Material supplied:
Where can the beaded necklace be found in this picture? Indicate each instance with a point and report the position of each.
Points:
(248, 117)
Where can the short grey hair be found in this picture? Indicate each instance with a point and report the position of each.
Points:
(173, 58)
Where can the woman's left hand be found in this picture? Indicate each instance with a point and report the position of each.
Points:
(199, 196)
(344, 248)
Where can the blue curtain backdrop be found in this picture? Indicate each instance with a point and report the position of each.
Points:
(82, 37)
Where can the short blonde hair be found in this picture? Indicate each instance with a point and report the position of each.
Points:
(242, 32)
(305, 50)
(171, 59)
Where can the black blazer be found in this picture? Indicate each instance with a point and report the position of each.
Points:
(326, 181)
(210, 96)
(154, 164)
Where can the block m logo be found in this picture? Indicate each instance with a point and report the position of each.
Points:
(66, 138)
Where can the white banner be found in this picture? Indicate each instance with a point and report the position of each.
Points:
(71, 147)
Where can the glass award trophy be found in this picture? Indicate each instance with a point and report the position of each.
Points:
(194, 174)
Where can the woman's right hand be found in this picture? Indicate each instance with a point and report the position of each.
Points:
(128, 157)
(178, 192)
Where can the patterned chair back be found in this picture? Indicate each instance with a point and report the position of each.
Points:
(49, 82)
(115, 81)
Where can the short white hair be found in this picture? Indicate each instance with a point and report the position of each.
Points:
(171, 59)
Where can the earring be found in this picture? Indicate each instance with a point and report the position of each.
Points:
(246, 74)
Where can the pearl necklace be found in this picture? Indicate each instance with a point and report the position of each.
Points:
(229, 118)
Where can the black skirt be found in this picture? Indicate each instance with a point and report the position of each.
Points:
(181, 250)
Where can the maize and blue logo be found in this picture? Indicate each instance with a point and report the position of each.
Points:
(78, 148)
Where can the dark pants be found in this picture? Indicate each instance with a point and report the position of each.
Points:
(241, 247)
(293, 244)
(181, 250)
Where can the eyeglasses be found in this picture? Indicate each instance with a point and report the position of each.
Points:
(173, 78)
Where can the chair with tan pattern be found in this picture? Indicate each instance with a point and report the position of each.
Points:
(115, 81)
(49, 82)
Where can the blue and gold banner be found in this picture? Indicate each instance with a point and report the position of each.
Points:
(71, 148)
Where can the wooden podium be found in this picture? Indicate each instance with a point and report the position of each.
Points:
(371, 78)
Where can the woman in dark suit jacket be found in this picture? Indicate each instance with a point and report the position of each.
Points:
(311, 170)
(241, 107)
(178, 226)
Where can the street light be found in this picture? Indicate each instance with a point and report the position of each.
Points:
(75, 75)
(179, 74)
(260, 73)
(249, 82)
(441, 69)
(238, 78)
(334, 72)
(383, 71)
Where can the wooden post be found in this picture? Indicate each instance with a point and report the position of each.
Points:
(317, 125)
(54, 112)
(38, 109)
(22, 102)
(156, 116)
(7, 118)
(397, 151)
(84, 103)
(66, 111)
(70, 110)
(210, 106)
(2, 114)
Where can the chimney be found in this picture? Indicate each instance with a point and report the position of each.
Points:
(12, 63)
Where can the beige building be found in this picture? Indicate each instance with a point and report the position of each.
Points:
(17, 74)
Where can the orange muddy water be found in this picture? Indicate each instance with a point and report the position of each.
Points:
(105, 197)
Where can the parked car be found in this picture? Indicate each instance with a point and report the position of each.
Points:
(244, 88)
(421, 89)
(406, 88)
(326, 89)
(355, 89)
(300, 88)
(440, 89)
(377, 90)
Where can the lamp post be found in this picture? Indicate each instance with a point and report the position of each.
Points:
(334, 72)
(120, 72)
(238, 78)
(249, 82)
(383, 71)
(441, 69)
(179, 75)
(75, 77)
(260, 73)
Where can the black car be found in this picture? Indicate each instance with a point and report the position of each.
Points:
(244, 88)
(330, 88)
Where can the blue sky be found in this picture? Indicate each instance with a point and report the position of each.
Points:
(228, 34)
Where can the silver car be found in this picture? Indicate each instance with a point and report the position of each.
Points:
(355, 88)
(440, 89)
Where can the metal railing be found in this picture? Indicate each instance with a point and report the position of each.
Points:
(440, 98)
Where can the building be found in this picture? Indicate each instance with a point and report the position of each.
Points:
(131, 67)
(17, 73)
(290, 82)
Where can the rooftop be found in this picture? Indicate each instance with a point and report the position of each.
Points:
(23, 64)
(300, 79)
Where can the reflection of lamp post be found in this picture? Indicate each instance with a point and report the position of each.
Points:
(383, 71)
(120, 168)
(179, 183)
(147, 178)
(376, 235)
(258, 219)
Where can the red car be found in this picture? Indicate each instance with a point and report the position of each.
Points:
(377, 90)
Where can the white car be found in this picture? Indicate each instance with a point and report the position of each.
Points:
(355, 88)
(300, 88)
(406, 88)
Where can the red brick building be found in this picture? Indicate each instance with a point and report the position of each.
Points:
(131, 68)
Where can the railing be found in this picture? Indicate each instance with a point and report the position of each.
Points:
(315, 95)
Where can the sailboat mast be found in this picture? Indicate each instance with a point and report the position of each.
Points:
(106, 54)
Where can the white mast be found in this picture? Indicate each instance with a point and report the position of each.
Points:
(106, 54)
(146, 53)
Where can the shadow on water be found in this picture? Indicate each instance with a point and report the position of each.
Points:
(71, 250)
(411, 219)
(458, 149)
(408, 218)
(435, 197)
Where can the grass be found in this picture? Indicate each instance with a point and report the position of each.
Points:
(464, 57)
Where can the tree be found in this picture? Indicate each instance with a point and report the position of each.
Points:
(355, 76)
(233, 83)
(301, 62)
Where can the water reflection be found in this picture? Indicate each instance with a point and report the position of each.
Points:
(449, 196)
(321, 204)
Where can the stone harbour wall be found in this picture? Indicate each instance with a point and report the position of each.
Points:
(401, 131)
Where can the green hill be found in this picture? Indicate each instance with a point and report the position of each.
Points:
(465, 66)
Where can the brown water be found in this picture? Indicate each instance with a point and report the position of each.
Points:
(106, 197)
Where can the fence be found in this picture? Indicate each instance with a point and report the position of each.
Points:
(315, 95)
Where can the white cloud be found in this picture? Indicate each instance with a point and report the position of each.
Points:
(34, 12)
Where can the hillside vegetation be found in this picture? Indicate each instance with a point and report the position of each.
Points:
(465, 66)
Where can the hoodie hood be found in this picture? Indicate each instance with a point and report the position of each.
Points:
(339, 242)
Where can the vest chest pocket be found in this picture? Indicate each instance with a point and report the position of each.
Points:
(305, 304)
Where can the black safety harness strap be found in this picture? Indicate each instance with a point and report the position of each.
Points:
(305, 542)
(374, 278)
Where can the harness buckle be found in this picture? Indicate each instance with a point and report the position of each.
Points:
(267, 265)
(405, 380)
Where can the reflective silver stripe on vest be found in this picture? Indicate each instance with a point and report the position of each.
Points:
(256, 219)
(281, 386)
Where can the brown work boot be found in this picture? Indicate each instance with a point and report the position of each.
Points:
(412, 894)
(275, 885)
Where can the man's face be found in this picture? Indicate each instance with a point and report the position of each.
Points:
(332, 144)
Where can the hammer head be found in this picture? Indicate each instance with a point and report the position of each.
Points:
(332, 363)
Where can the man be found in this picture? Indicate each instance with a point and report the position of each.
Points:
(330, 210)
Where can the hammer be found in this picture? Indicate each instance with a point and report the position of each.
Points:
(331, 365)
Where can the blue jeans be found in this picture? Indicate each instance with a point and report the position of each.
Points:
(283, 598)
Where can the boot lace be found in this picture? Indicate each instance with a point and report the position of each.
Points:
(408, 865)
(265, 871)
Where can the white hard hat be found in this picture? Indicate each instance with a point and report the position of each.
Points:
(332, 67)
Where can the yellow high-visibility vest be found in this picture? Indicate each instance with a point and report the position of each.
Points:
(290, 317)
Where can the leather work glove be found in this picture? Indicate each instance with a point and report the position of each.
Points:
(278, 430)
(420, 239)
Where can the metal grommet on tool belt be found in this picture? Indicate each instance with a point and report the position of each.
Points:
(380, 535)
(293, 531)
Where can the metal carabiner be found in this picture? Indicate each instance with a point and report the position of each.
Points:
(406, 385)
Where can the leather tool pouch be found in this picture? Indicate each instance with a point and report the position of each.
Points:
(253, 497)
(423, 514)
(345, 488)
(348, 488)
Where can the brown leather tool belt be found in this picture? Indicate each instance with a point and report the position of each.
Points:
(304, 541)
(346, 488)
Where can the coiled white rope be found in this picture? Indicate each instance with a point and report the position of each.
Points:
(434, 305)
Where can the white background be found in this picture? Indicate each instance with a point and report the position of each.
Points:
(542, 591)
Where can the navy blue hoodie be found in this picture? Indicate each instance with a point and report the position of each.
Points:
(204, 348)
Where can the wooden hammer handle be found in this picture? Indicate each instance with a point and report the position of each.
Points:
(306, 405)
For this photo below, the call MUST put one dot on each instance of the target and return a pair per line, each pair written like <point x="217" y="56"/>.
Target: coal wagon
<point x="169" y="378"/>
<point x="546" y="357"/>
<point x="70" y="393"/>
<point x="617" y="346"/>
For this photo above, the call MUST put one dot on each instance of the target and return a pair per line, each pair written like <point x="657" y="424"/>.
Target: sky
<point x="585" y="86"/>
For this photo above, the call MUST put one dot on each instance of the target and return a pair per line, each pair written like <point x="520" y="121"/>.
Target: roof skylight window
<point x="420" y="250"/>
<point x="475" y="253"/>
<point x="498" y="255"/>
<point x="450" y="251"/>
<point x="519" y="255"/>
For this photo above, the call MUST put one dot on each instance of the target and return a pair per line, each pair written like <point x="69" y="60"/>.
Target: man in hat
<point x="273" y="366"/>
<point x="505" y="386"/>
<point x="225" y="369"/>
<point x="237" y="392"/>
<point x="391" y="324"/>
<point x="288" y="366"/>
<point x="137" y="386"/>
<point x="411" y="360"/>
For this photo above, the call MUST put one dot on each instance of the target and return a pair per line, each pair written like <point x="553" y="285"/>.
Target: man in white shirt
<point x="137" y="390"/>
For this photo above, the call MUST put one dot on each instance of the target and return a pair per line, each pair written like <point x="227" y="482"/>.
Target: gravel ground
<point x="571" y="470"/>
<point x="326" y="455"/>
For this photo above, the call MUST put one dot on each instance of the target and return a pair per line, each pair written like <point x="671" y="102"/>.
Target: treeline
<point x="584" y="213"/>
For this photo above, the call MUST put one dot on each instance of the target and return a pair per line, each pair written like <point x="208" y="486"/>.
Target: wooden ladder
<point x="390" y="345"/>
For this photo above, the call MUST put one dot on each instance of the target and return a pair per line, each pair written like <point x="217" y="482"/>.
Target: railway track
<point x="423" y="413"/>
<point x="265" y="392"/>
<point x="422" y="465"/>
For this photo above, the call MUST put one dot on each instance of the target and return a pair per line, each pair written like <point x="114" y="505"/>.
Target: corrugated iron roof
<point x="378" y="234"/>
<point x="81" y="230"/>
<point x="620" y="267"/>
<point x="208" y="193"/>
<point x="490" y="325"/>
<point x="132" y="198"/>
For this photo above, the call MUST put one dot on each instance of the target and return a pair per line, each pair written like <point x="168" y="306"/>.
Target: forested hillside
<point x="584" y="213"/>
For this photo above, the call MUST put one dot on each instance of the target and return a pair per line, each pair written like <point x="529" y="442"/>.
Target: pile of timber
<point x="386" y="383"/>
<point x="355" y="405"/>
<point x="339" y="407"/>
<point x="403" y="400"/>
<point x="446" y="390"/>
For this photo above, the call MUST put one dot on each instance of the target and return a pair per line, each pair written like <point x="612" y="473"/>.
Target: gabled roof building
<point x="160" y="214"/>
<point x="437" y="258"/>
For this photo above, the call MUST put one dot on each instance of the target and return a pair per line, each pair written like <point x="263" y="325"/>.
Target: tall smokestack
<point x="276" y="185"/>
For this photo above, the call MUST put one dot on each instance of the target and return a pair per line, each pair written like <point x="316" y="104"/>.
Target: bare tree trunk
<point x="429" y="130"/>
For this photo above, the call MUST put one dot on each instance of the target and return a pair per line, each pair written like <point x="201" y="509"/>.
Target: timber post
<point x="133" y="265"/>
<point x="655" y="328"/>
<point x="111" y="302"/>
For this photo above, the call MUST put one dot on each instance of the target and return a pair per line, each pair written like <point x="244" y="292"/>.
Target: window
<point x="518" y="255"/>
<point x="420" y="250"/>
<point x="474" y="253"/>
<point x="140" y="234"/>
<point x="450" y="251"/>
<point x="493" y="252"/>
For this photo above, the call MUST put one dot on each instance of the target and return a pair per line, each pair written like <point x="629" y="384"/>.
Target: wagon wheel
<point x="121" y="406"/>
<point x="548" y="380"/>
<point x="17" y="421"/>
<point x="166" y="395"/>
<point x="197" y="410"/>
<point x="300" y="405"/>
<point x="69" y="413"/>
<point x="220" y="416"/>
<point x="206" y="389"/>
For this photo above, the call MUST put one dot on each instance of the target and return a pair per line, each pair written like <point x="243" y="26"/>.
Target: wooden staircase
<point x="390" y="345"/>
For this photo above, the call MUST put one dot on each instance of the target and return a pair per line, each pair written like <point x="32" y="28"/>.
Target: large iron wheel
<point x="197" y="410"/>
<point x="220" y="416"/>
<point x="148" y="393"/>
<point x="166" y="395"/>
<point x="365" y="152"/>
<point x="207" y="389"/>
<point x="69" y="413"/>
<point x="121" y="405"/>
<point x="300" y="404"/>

Exercise prompt:
Taking the material above, extract exactly and only the lines from the line with "Where can the beige" to the line with "Where can the silver", inclusive of both.

Result of this exercise:
Where can the beige building be found in this picture? Indicate each instance with a point and report the position of each.
Points:
(17, 74)
Where can the orange muddy water be found in this picture? Indicate each instance with a point and report the position of each.
Points:
(105, 197)
Where can the parked car be found in this picture? Indicate each instance with a point and report the position of each.
Points:
(244, 88)
(421, 89)
(406, 88)
(326, 89)
(355, 89)
(300, 88)
(440, 89)
(377, 90)
Where can the lamp post be found in this picture? Indicate each instance with a point and report the position of each.
Points:
(334, 72)
(120, 72)
(238, 78)
(249, 82)
(383, 71)
(441, 69)
(179, 75)
(75, 77)
(260, 73)
Where can the black car be found in this picture? Indicate each instance with a point and report the position of each.
Points:
(244, 88)
(330, 88)
Where can the blue sky be found in this picture? Indicate each instance with a point and report the position of each.
Points:
(228, 34)
Where can the silver car be found in this picture? Indicate each instance with a point and report the position of each.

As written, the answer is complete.